REQUIRED WORK: Convert every line of the entries below into a Markdown table with the columns Row and Line, numbering each line in order and omitting blank lines.

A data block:
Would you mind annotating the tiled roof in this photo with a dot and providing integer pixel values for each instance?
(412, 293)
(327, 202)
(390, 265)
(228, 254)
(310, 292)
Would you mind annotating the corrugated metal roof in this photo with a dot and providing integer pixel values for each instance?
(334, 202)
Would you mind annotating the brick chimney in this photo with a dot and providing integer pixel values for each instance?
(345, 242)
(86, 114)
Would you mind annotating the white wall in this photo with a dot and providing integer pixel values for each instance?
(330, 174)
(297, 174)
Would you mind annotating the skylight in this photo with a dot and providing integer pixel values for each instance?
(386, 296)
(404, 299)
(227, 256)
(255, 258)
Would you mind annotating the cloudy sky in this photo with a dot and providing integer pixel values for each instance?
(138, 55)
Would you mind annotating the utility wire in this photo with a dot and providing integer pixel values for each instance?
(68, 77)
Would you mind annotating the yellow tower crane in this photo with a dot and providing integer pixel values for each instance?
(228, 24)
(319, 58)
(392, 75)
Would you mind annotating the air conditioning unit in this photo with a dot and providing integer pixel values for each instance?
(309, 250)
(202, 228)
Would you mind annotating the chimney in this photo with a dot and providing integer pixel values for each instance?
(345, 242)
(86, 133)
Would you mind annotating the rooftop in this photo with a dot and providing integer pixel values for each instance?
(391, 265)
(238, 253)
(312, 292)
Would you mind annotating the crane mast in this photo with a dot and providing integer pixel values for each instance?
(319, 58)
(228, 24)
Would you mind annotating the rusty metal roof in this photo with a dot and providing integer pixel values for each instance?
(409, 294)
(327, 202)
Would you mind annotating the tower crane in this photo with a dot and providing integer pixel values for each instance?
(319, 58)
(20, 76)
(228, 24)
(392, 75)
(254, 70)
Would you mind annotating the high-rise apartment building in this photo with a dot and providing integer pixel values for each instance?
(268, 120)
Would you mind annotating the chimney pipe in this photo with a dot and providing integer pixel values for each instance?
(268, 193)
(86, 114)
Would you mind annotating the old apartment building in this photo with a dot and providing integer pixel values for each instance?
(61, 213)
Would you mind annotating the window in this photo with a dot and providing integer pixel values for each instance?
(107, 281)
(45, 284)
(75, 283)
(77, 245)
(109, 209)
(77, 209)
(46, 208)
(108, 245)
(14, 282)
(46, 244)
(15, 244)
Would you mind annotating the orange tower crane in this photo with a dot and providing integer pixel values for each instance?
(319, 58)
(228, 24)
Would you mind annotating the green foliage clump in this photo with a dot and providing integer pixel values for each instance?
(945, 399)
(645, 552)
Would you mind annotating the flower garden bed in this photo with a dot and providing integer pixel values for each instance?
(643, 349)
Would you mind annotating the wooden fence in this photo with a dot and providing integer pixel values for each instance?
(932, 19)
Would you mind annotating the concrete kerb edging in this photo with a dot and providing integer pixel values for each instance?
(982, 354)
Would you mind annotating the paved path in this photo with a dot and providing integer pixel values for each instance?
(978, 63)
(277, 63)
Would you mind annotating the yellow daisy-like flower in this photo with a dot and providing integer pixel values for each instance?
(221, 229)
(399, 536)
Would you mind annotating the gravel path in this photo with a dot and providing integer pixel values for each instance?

RESULT OF THIS EXERCISE:
| Row | Line |
|---|---|
| 1 | Would you mind annotating the tiled roof in this photo with a dot and providing integer pixel values for each instance? |
| 2 | (412, 293) |
| 3 | (327, 202) |
| 4 | (390, 265) |
| 5 | (228, 254) |
| 6 | (310, 292) |
| 7 | Would you mind annotating the corrugated metal roof in this photo with a dot and providing integer pixel values for each instance? |
| 8 | (334, 202) |
| 9 | Would you mind annotating the brick chimney in this photo with a dot and providing integer pixel values for each instance? |
| 10 | (345, 242) |
| 11 | (86, 114) |
| 12 | Would you mind annotating the white wall in this photo with a dot and providing integer pixel values for each instance? |
| 13 | (330, 174) |
| 14 | (297, 174) |
| 15 | Would you mind annotating the skylight in this photo with a dot and providing integer pixel values for each instance? |
| 16 | (386, 296) |
| 17 | (404, 299) |
| 18 | (227, 256) |
| 19 | (255, 258) |
| 20 | Would you mind annotating the cloudy sky in this photo with a dot and providing integer pixel values for each instance? |
| 21 | (138, 55) |
| 22 | Would you mind annotating the utility wire in this photo with a dot and providing integer pixel values for each instance? |
| 23 | (68, 77) |
| 24 | Would you mind annotating the yellow tower crane in this photo with a dot and providing integer pixel values for each instance? |
| 25 | (228, 24) |
| 26 | (319, 58) |
| 27 | (392, 75) |
| 28 | Would you mind annotating the air conditioning unit in this photo with a dot and providing integer pixel values for each instance? |
| 29 | (309, 250) |
| 30 | (202, 228) |
| 31 | Would you mind annotating the chimney in this photo with a dot and providing integer pixel values for each instance? |
| 32 | (345, 242) |
| 33 | (86, 133) |
| 34 | Would you mind annotating the rooftop in this photo with a dot and providing integer pixel values for each instance? |
| 35 | (391, 265) |
| 36 | (238, 253) |
| 37 | (312, 292) |
| 38 | Would you mind annotating the crane mast in this photo with a dot and providing integer pixel values for each instance? |
| 39 | (319, 58) |
| 40 | (228, 24) |
| 41 | Would you mind annotating the rusty metal roof in this photo with a dot and providing integer pixel values for each instance? |
| 42 | (409, 294) |
| 43 | (327, 202) |
| 44 | Would you mind annotating the tower crane in this photo with a dot and providing integer pixel values for each instance? |
| 45 | (319, 58) |
| 46 | (20, 76) |
| 47 | (228, 24) |
| 48 | (392, 75) |
| 49 | (254, 70) |
| 50 | Would you mind annotating the high-rise apartment building in this photo with a dot and providing integer pixel values for each instance? |
| 51 | (268, 120) |
| 52 | Would you mind annotating the chimney pipe in this photo with a dot and providing integer pixel values for each instance? |
| 53 | (268, 193) |
| 54 | (86, 114) |
| 55 | Would you mind annotating the old apartment building in this photo with a dot and providing integer pixel values for each instance? |
| 56 | (61, 213) |
| 57 | Would you mind annotating the window in this photo with a dot and providing integer pixel values for each instance? |
| 58 | (107, 281) |
| 59 | (45, 284) |
| 60 | (75, 283) |
| 61 | (77, 245) |
| 62 | (109, 209) |
| 63 | (77, 209) |
| 64 | (46, 208) |
| 65 | (108, 245) |
| 66 | (14, 282) |
| 67 | (46, 244) |
| 68 | (15, 244) |
| 69 | Would you mind annotating the orange tower crane in this photo with a dot and providing integer pixel values for each instance? |
| 70 | (319, 58) |
| 71 | (228, 24) |
| 72 | Would you mind annotating the green foliage clump in this photo with a dot and providing integer pixel values for each instance? |
| 73 | (945, 399) |
| 74 | (645, 552) |
| 75 | Would you mind annotating the flower garden bed in this photo with a dot and providing integer pixel values for each instance? |
| 76 | (643, 349) |
| 77 | Would you mind annotating the wooden fence in this photo with a dot and providing integer pixel values for each instance? |
| 78 | (932, 19) |
| 79 | Would you mind annotating the concrete kerb edging in this photo with a dot and providing integer pixel values for each instance? |
| 80 | (982, 354) |
| 81 | Would you mind annotating the paved path in this photo with a dot and providing integer pixel values for each instance? |
| 82 | (978, 63) |
| 83 | (277, 63) |
| 84 | Would you mind annotating the yellow daisy-like flower in this photo with a dot and providing integer pixel values for each instance? |
| 85 | (221, 229) |
| 86 | (399, 536) |
| 87 | Would you mind annotating the gravel path in this photo with a dot and providing integer pixel values for each instance? |